» **TASK**
In the skew-symmetric determinant thread below, how does the sentence "Any polynomial of odd degree must have a real root." read in Spanish?

» **TEXT EXTRACT**
□ □ □
Suppose $A$ is a $ 3 × 3$ matrix and it satisfies $ A^T = −A$. Prove that $\det(A)= 0$.

Question

I think it may relate to the space? $A^T = -A$ can prove the column space is equal to the row space.

How to prove the $\det(A)$?

Answer 1

You have, by using properties of the determinant $$ -\det(A)=(-1)^3\det(A)=\det(-A)=\det(A^T)=\det(A) $$ Hence $\det(A)=0$. Here I have used $$ \det(-A)=\det(-I_nA)=\det(-I_n)\det(A)=(-1)^n \det(A), $$ where $I_n$ denotes the $n \times n$ unit matrix as well as $\det(A^T)=\det(A)$.

Answer 2

$det(A^T) =det(A) $

$det(cA) =c^n det(A) $ (determinant is linear in each row and each column)

$det(A^T) =det(-A) $

$\implies det(A) =(-1) ^n det(A) $

If the order of the matrix $(n) $ is odd . Then,

$det(A) =-det(A) $

And, $det(A) =0$ [ provided the scalar field is not of characteristics $ 2$]

If the order of the matrix is even, then nothing can be said.

For an example,

$A= \begin {bmatrix} 0 & -1 \\ 1 & 0 \end{bmatrix}$

Then, $A^T=-A$ and $det(A) = 1$

Alternative:

$det(A) =\text{ product of the eigen values} $

If order of $A$ is $ n=odd$, then the characteristics equation of $A$ is a polynomial of odd degree.

Any polynomial of odd degree must have a real root.

i.e any matrix of odd order has a real eigen value.

Eigen value of a skew-symmetric matrix is either $ 0$ or complex numbers.

Hence, $det(A) =0$
□ □ □
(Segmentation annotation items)
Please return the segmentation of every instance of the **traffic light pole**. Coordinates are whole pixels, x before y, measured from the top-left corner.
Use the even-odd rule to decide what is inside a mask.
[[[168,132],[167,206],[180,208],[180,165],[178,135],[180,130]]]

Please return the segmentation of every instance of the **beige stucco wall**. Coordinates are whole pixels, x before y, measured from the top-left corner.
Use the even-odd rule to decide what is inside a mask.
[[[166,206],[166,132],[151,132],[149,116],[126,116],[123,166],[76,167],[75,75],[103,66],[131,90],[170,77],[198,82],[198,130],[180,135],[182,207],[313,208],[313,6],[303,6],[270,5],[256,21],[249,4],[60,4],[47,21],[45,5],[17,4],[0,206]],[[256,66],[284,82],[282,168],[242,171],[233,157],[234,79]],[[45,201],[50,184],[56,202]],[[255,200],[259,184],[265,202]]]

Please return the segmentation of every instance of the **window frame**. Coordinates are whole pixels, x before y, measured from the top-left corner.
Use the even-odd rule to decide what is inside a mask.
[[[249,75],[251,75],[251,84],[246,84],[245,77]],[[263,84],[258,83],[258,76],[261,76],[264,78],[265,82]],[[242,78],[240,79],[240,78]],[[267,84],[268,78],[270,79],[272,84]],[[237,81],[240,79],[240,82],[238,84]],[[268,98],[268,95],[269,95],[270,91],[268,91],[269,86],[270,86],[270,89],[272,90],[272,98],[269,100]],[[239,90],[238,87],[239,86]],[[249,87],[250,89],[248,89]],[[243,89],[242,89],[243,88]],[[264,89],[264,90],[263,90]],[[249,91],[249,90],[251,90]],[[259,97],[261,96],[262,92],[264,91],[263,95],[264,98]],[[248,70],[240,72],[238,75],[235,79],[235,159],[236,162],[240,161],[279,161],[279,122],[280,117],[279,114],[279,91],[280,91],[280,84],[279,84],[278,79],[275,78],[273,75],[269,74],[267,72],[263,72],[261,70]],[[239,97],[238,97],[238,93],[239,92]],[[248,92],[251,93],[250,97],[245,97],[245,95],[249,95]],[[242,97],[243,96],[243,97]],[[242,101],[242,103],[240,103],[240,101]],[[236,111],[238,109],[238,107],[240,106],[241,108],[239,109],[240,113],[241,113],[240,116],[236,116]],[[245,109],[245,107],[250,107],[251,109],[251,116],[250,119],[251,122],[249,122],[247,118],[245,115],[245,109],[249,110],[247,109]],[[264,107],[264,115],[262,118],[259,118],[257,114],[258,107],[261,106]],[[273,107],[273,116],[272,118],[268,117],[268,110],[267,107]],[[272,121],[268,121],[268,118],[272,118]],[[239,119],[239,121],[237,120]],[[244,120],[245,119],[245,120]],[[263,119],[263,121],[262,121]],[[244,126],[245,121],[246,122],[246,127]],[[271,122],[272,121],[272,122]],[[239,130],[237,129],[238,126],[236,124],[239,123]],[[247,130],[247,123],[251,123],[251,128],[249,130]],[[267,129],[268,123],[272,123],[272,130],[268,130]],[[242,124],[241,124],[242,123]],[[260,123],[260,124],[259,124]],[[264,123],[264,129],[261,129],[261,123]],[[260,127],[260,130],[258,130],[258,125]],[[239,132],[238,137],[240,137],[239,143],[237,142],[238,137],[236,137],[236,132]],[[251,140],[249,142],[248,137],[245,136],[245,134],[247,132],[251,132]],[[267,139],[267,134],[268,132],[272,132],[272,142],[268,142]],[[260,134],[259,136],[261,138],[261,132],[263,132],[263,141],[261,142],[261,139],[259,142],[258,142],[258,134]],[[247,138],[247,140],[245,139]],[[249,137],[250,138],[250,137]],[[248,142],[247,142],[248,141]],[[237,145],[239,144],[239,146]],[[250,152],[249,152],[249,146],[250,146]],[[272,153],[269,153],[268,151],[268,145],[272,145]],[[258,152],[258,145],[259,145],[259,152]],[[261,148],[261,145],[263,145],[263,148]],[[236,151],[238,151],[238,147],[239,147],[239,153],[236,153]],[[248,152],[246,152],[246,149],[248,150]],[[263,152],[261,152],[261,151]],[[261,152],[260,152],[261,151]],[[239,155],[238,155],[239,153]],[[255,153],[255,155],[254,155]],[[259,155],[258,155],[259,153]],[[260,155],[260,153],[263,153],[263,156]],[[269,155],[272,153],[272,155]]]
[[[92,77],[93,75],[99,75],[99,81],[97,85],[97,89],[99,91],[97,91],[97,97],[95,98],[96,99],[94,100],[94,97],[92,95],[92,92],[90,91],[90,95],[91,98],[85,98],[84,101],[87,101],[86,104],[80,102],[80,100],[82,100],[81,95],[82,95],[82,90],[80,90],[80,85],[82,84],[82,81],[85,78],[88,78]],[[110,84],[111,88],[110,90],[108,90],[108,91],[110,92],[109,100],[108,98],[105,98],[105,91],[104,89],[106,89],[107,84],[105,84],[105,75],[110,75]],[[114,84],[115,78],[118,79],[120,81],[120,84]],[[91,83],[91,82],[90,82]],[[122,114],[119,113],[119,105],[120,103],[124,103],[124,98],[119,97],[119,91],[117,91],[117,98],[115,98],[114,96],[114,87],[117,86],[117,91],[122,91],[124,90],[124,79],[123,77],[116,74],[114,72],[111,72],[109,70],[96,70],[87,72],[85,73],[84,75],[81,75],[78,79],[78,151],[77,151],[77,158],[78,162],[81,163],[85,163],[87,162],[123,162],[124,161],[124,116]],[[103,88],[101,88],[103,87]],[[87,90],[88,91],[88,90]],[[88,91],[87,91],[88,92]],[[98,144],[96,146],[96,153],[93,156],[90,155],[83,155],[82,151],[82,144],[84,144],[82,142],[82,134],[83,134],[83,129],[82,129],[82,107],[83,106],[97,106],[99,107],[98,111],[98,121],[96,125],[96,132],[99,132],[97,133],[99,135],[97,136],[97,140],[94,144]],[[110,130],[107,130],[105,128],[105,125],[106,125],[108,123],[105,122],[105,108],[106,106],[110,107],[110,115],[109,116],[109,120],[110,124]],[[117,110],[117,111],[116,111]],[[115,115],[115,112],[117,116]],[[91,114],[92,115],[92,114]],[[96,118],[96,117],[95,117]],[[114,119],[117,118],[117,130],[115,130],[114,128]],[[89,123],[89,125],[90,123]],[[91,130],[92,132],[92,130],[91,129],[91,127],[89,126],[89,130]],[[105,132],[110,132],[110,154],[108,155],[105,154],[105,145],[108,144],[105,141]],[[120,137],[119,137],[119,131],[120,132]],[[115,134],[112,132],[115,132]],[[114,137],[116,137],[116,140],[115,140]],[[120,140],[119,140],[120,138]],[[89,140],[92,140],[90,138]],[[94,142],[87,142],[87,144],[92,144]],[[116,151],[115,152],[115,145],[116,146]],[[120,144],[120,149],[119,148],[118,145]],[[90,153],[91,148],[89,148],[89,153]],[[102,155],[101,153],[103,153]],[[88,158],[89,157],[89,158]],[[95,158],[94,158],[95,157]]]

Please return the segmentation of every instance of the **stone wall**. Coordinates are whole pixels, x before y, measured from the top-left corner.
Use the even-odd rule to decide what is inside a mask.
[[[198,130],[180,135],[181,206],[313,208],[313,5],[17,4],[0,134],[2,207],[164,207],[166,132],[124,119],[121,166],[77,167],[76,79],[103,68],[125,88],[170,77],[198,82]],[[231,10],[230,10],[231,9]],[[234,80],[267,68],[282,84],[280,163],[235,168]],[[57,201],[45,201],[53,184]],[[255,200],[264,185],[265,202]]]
□ □ □
» **RESULT FOR THIS TASK**
Cualquier polinomio de grado impar debe tener una raíz real.